Start of Exercise data
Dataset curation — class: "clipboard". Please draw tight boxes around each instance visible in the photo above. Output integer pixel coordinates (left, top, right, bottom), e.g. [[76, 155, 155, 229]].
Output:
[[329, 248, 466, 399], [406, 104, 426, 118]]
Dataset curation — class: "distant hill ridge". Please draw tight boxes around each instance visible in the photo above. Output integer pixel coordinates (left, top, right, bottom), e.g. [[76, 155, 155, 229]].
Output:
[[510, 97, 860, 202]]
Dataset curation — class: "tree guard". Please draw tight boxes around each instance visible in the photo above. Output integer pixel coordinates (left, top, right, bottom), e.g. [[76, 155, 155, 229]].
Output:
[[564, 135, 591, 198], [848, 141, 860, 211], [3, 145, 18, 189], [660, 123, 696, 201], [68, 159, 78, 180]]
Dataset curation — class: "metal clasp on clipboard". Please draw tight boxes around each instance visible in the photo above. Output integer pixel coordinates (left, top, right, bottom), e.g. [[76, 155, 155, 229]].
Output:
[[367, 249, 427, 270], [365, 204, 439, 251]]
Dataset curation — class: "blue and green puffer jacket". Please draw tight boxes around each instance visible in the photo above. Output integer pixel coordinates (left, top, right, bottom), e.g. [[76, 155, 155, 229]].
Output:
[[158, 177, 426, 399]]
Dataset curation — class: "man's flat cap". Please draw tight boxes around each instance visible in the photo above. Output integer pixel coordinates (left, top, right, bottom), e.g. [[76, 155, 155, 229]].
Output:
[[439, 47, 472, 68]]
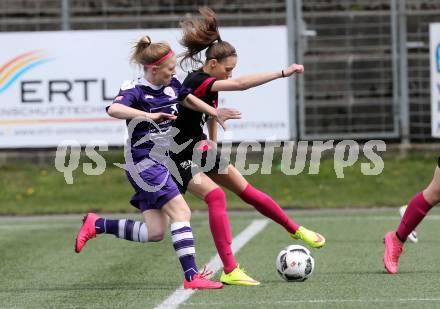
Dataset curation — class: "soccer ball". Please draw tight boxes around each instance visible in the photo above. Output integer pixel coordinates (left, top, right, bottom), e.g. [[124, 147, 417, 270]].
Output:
End of Exercise data
### Exercise description:
Could you copy out, character for character, the lines from the one containing "147, 417, 270]]." through the final line?

### Solution for this problem:
Dataset curation — class: "soccer ball". Please draw tight boxes around each instance visible in the photo above. Output integer pixel coordinates (left, top, right, bottom), e.g. [[124, 147, 417, 270]].
Output:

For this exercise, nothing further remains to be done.